TASK INPUT =>

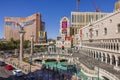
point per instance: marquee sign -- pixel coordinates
(13, 23)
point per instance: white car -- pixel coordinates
(17, 72)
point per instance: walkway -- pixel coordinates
(90, 63)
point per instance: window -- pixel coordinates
(105, 31)
(118, 28)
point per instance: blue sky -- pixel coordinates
(51, 10)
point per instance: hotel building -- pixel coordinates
(32, 25)
(101, 39)
(81, 19)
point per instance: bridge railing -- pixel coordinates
(15, 65)
(107, 74)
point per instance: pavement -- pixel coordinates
(91, 63)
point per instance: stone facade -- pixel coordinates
(101, 39)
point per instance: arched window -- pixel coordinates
(105, 31)
(96, 32)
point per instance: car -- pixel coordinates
(8, 67)
(18, 73)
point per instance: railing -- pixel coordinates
(88, 71)
(106, 73)
(15, 65)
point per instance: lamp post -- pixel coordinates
(98, 66)
(32, 38)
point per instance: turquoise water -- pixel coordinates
(65, 66)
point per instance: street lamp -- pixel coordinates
(32, 38)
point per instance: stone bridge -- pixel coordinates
(57, 57)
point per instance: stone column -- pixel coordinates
(110, 59)
(21, 45)
(32, 45)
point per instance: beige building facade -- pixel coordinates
(101, 39)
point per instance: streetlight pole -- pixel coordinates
(98, 66)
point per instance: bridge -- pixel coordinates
(82, 61)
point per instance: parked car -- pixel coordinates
(18, 73)
(8, 67)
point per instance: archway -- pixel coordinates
(108, 58)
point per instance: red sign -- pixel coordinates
(67, 38)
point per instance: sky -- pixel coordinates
(51, 10)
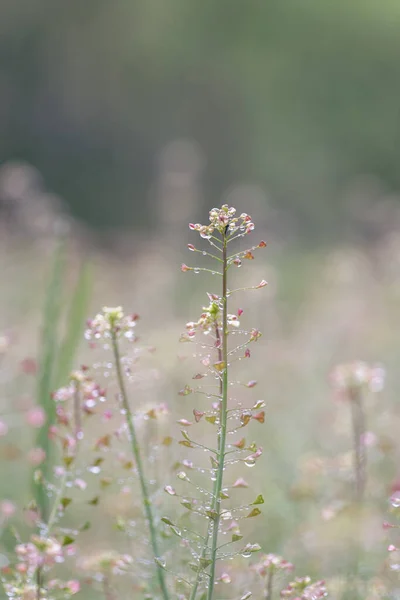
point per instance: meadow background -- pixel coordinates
(120, 123)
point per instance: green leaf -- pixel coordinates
(176, 531)
(120, 524)
(205, 562)
(254, 513)
(65, 502)
(258, 500)
(212, 514)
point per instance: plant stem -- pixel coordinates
(108, 595)
(139, 465)
(77, 412)
(268, 589)
(359, 426)
(206, 540)
(223, 422)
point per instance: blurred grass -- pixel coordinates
(47, 365)
(57, 354)
(320, 308)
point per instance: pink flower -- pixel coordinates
(73, 586)
(36, 456)
(262, 283)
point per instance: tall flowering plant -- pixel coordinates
(215, 333)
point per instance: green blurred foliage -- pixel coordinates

PROBLEM TO SOLVE =>
Copy out every line of the entries above word for word, leaving out the pictures.

SOLUTION TO THIS TASK =>
point per instance: marquee sign -- pixel coordinates
(13, 23)
point per instance: white car -- pixel coordinates
(17, 72)
point per instance: walkway -- pixel coordinates
(90, 63)
point per instance: window -- pixel coordinates
(105, 31)
(118, 28)
point per instance: blue sky -- pixel coordinates
(51, 10)
point per instance: hotel building -- pixel coordinates
(32, 25)
(101, 39)
(81, 19)
point per instance: bridge railing -- pixel coordinates
(15, 65)
(107, 74)
point per instance: pavement -- pixel coordinates
(91, 63)
point per instance: stone facade -- pixel coordinates
(101, 39)
point per instance: arched window -- pixel coordinates
(105, 31)
(96, 32)
point per instance: car -- pixel coordinates
(8, 67)
(18, 73)
point per instance: railing -- pixel coordinates
(88, 71)
(106, 73)
(15, 65)
point per instance: lamp post -- pixel coordinates
(98, 66)
(32, 38)
point per instance: turquoise water -- pixel coordinates
(65, 66)
point per instance: street lamp -- pixel coordinates
(32, 38)
point per instance: stone bridge -- pixel coordinates
(57, 57)
point per instance: stone column -- pixel coordinates
(110, 59)
(21, 45)
(32, 45)
point per instance: beige building facade -- pixel coordinates
(101, 39)
point per instance: streetlight pole -- pixel coordinates
(98, 66)
point per instance: bridge -- pixel coordinates
(82, 61)
point per instance: parked car -- pixel coordinates
(18, 73)
(8, 67)
point per instance: archway -- pixel coordinates
(108, 58)
point per instance: red sign -- pixel coordinates
(67, 38)
point per instance: sky -- pixel coordinates
(51, 10)
point per instance: meadow background -- pixel coordinates
(120, 123)
point per instance: green leaf -- pixel coordinates
(176, 531)
(120, 524)
(205, 562)
(254, 513)
(65, 502)
(258, 500)
(212, 514)
point per instance: plant stem -- pixel coordinates
(108, 595)
(139, 465)
(77, 412)
(268, 589)
(359, 426)
(206, 540)
(223, 422)
point per instance: blurred grass -- pixel coordinates
(47, 365)
(57, 354)
(320, 308)
point per instance: pink flower -- pixel coordinates
(73, 586)
(36, 456)
(262, 283)
point per instance: tall flowering plant -- pixel coordinates
(215, 333)
point per instance: green blurred foliage -- pixel coordinates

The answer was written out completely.